- Excerpted passage:
The names of all objects may be written in full or abbreviated form, f.e. address is abbreviated as addr or just a.
COMMAND
Specifies the action to perform on the object. The set of possible actions depends on the object type. As a rule, it is possible to add, delete and show (or list ) objects, but some objects do not allow all of these operations or have some additional commands. The help command is available for all objects. It prints out a list of available commands and argument syntax conventions.
If no command is given, some default command is assumed. Usually it is list or, if the objects of this class cannot be listed, help.
ip link – network device configuration
link is a network device and the corresponding commands display and change the state of devices.
ip link set – change device attributes
dev NAME (default)
NAME specifies network device to operate on. When configuring SR-IOV Virtual Fuction (VF) devices, this keyword should specify the associated Physical Function (PF) device.
up and down
change the state of the device to UP or DOWN.
arp on or arp off
change the NOARP flag on the device.
multicast on or multicast off
change the MULTICAST flag on the device.
dynamic on or dynamic off
change the DYNAMIC flag on the device.
name NAME
change the name of the device. This operation is not recommended if the device is running or has some addresses already configured.
txqueuelen NUMBER
txqlen NUMBER
change the transmit queue length of the device.
mtu NUMBER
change the MTU of the device.
address LLADDRESS
change the station address of the interface.
broadcast LLADDRESS
brd LLADDRESS
peer LLADDRESS
change the link layer broadcast address or the peer address when the interface is POINTOPOINT.
netns PID
move the device to the network namespace associated with the process PID.
alias NAME
give the device a symbolic name for easy reference.
vf NUM
specify a Virtual Function device to be configured. The associated PF device must be specified using the dev parameter.
mac LLADDRESS – change the station address for the specified VF. The vf parameter must be specified.
vlan VLANID – change the assigned VLAN for the specified VF. When specified, all traffic sent from the VF will be tagged with the specified VLAN ID. Incoming traffic will be filtered for the specified VLAN ID, and will have all VLAN tags stripped before being passed to the VF. Setting this parameter to 0 disables VLAN tagging and filtering. The vf parameter must be specified.
qos VLAN-QOS – assign VLAN QOS (priority) bits for the VLAN tag. When specified, all VLAN tags transmitted by the VF will include the specified priority bits in the VLAN tag. If not specified, the value is assumed to be 0. Both the vf and vlan parameters must be specified. Setting both vlan and qos as 0 disables VLAN tagging and filtering for the VF.

- Task directions: Pick up the excerpt on ip link device settings after its final sentence and continue it. The lines that come next are not needed.

Image location labeling entries:
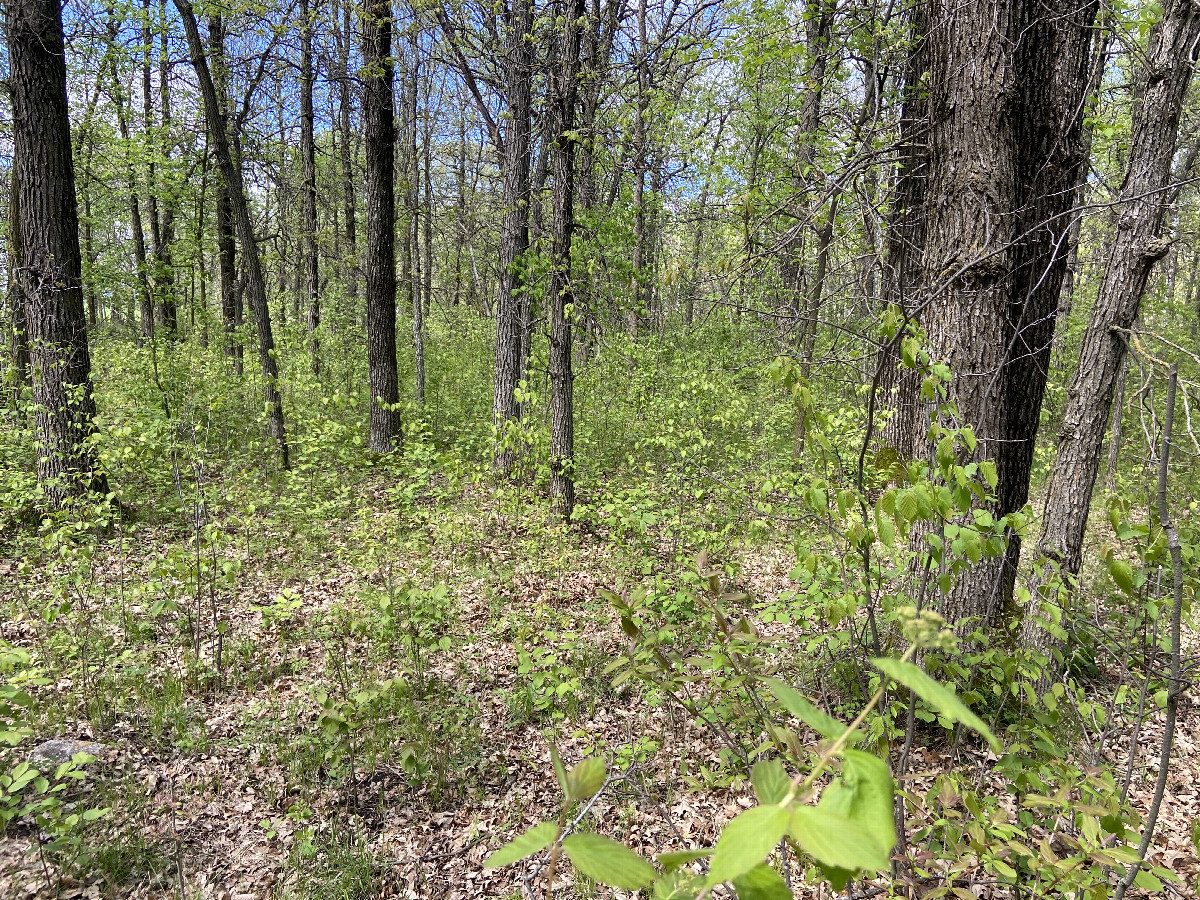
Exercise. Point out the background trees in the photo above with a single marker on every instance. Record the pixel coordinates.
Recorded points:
(853, 298)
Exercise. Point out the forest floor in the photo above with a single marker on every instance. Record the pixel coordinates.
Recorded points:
(235, 787)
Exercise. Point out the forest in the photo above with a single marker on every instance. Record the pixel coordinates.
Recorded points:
(569, 449)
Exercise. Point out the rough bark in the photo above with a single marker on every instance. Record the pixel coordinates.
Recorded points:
(1132, 252)
(514, 228)
(255, 283)
(1007, 83)
(903, 273)
(168, 304)
(51, 277)
(18, 335)
(562, 387)
(141, 259)
(379, 123)
(346, 151)
(309, 205)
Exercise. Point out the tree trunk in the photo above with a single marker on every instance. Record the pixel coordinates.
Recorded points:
(255, 283)
(514, 229)
(1001, 175)
(1132, 252)
(309, 162)
(347, 153)
(413, 202)
(562, 387)
(903, 273)
(51, 280)
(227, 261)
(379, 123)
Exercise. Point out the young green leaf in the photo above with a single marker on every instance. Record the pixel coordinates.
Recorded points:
(837, 840)
(673, 859)
(796, 703)
(769, 780)
(607, 862)
(864, 795)
(585, 779)
(540, 837)
(939, 696)
(559, 769)
(761, 883)
(747, 841)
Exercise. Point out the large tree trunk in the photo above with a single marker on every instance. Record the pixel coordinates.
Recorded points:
(562, 387)
(903, 273)
(379, 121)
(309, 162)
(168, 304)
(514, 228)
(145, 293)
(1133, 250)
(255, 283)
(413, 202)
(1007, 84)
(52, 275)
(1054, 61)
(18, 336)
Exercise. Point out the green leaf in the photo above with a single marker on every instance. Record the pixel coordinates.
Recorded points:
(540, 837)
(837, 840)
(769, 780)
(587, 778)
(864, 795)
(761, 883)
(939, 696)
(672, 861)
(747, 841)
(609, 862)
(798, 706)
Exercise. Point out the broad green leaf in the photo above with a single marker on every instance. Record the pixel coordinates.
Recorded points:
(682, 857)
(747, 841)
(761, 883)
(538, 838)
(606, 861)
(796, 703)
(837, 840)
(939, 696)
(587, 778)
(864, 795)
(769, 780)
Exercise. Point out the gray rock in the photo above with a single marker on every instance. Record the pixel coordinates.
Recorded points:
(52, 754)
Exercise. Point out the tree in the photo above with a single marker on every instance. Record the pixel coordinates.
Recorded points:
(51, 275)
(231, 173)
(1134, 249)
(378, 115)
(1006, 94)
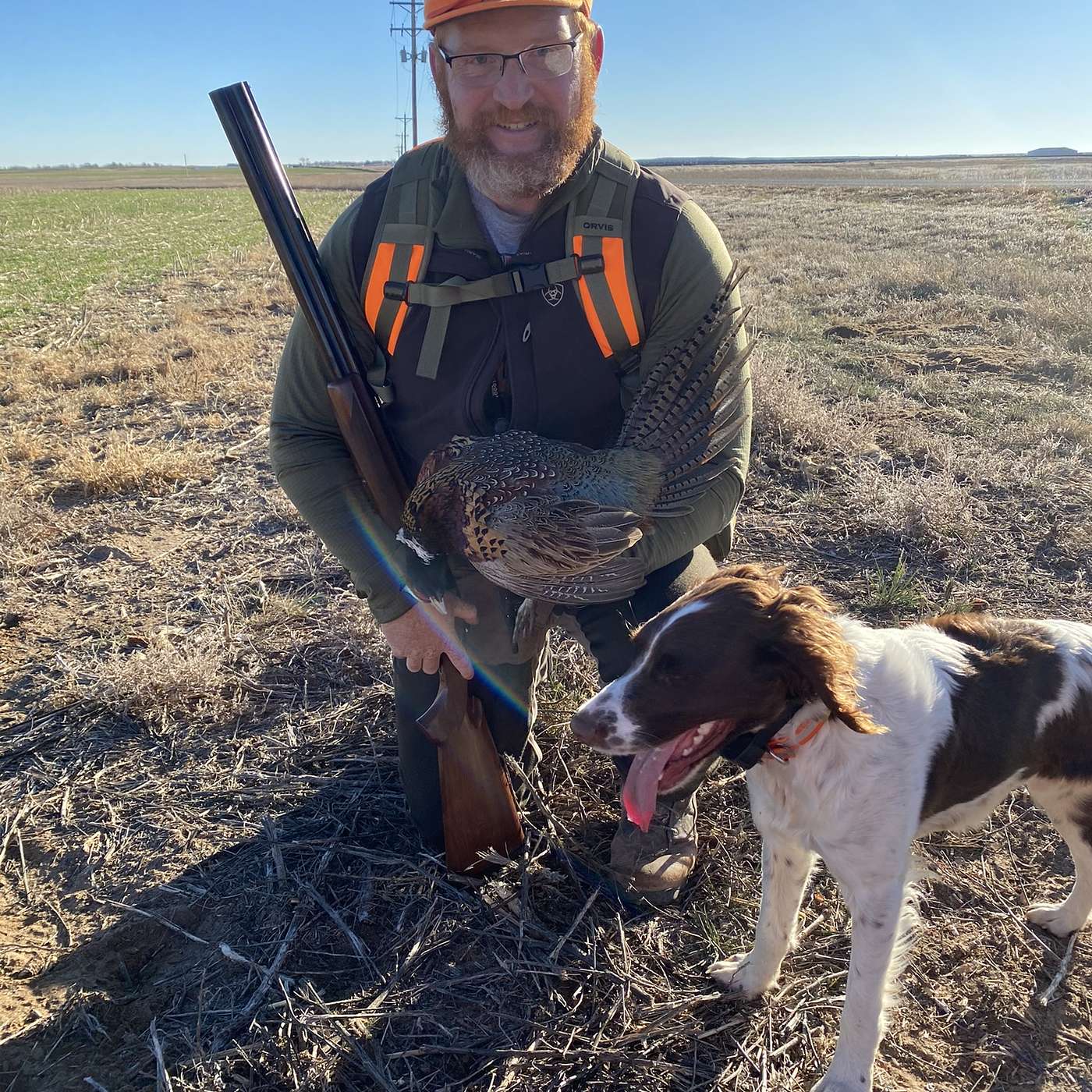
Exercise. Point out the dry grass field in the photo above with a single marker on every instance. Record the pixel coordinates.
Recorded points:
(207, 881)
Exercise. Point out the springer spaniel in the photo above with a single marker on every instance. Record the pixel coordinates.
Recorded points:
(856, 739)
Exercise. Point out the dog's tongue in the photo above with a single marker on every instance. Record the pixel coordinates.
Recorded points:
(639, 793)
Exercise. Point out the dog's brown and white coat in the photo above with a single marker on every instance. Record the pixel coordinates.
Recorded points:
(924, 729)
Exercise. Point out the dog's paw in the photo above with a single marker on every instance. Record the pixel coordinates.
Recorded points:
(1056, 917)
(831, 1083)
(742, 977)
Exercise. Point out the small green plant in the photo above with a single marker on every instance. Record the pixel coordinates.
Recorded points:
(895, 590)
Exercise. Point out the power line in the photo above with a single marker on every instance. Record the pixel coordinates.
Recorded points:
(412, 55)
(404, 118)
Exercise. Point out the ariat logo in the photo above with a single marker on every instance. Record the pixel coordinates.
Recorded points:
(554, 294)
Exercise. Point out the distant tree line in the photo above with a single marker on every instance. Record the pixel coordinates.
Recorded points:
(83, 166)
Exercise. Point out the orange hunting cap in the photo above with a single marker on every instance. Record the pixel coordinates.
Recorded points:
(440, 11)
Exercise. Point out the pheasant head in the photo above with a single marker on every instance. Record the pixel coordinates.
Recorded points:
(433, 526)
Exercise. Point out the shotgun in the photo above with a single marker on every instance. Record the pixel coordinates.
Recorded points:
(478, 810)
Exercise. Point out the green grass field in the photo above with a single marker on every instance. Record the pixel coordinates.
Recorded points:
(57, 245)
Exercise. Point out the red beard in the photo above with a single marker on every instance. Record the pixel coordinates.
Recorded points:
(526, 175)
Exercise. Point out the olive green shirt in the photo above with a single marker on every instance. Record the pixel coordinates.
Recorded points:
(314, 466)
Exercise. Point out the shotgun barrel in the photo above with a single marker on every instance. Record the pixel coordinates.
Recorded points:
(278, 209)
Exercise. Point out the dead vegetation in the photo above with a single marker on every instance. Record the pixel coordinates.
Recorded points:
(207, 877)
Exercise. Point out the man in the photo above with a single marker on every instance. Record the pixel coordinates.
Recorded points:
(614, 268)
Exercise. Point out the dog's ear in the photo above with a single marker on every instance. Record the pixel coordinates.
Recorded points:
(816, 661)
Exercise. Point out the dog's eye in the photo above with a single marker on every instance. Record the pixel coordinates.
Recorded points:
(668, 666)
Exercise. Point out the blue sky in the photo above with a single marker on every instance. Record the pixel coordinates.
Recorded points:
(127, 81)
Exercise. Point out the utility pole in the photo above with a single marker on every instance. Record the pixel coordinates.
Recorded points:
(413, 55)
(404, 118)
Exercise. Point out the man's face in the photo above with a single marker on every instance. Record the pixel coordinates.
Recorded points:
(521, 138)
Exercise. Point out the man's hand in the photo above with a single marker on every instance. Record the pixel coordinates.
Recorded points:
(422, 636)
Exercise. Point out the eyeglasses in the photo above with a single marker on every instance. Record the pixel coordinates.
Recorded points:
(540, 62)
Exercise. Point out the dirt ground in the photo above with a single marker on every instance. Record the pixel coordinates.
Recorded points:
(207, 879)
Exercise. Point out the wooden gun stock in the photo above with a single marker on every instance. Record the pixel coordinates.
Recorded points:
(478, 810)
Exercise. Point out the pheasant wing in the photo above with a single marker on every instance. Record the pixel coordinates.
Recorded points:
(616, 580)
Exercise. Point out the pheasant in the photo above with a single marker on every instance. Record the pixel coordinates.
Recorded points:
(553, 521)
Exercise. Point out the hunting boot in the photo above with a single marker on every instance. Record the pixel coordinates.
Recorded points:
(653, 866)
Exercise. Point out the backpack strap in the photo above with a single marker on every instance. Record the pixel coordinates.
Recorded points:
(600, 225)
(400, 253)
(600, 260)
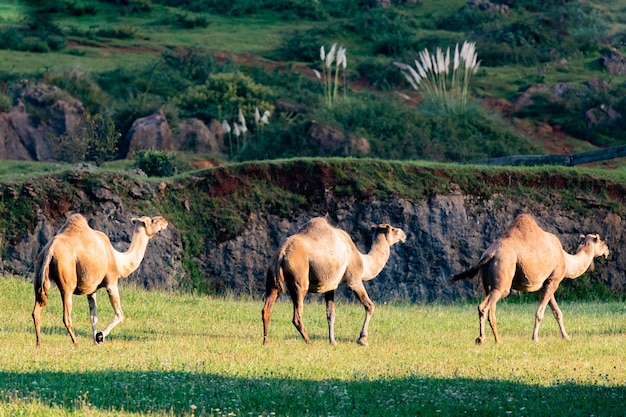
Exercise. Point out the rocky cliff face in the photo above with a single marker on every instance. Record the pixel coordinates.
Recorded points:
(445, 235)
(446, 232)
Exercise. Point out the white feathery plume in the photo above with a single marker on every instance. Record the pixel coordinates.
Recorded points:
(242, 120)
(330, 58)
(225, 126)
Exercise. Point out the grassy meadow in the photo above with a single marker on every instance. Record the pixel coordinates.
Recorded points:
(179, 354)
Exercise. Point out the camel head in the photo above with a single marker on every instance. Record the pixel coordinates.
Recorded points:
(392, 234)
(599, 247)
(152, 225)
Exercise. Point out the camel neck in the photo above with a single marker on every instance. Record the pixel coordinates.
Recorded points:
(376, 258)
(576, 265)
(128, 262)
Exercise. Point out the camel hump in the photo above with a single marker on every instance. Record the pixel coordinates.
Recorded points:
(76, 223)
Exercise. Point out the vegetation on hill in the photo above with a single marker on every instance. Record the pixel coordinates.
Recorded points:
(208, 59)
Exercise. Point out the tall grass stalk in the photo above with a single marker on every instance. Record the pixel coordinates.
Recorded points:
(332, 62)
(182, 354)
(443, 79)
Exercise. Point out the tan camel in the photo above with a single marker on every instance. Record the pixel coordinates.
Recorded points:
(317, 260)
(528, 259)
(80, 260)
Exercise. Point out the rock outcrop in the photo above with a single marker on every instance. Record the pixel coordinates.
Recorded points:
(446, 232)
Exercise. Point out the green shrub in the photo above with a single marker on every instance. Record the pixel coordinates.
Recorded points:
(223, 95)
(156, 163)
(397, 131)
(94, 138)
(193, 63)
(118, 32)
(79, 85)
(304, 46)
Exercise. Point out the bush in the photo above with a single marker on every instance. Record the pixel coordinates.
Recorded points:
(223, 95)
(397, 131)
(80, 86)
(156, 163)
(94, 138)
(304, 46)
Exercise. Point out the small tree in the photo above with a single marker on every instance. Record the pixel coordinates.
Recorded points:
(93, 139)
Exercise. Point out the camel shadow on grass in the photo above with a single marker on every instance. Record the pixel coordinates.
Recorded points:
(205, 393)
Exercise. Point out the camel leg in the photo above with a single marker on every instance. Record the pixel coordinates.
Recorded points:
(546, 295)
(270, 298)
(330, 316)
(487, 309)
(493, 322)
(114, 297)
(360, 292)
(298, 306)
(67, 314)
(37, 310)
(558, 315)
(93, 314)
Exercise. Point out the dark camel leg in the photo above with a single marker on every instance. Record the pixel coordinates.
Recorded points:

- Written answer:
rate TXRATE – change the allowed transmit bandwidth, in Mbps, for the specified VF. Setting this parameter to 0 disables rate limiting. The vf parameter must be specified.
Warning: If multiple parameter changes are requested, ip aborts immediately after any of the changes have failed. This is the only case when ip can move the system to an unpredictable state. The solution is to avoid changing several parameters with one ip link set call.
ip link show – display device attributes
dev NAME (default)
NAME specifies the network device to show. If this argument is omitted all devices are listed.
up
only display running interfaces.
ip address – protocol address management.
The address is a protocol (IP or IPv6) address attached to a network device. Each device must have at least one address to use the corresponding protocol. It is possible to have several different addresses attached to one device. These addresses are not discriminated, so that the term alias is not quite appropriate for them and we do not use it in this document.
The ip addr command displays addresses and their properties, adds new addresses and deletes old ones.
ip address add – add new protocol address.
dev NAME
the name of the device to add the address to.
local ADDRESS (default)
the address of the interface. The format of the address depends on the protocol. It is a dotted quad for IP and a sequence of hexadecimal halfwords separated by colons for IPv6. The ADDRESS may be followed by a slash and a decimal number which encodes the network prefix length.
peer ADDRESS
the address of the remote endpoint for pointopoint interfaces. Again, the ADDRESS may be followed by a slash and a decimal number, encoding the network prefix length. If a peer address is specified, the local address cannot have a prefix length. The network prefix is associated with the peer rather than with the local address.
broadcast ADDRESS
the broadcast address on the interface.
It is possible to use the special symbols ‘+’ and ‘-‘ instead of the broadcast address. In this case, the broadcast address is derived by setting/resetting the host bits of the interface prefix.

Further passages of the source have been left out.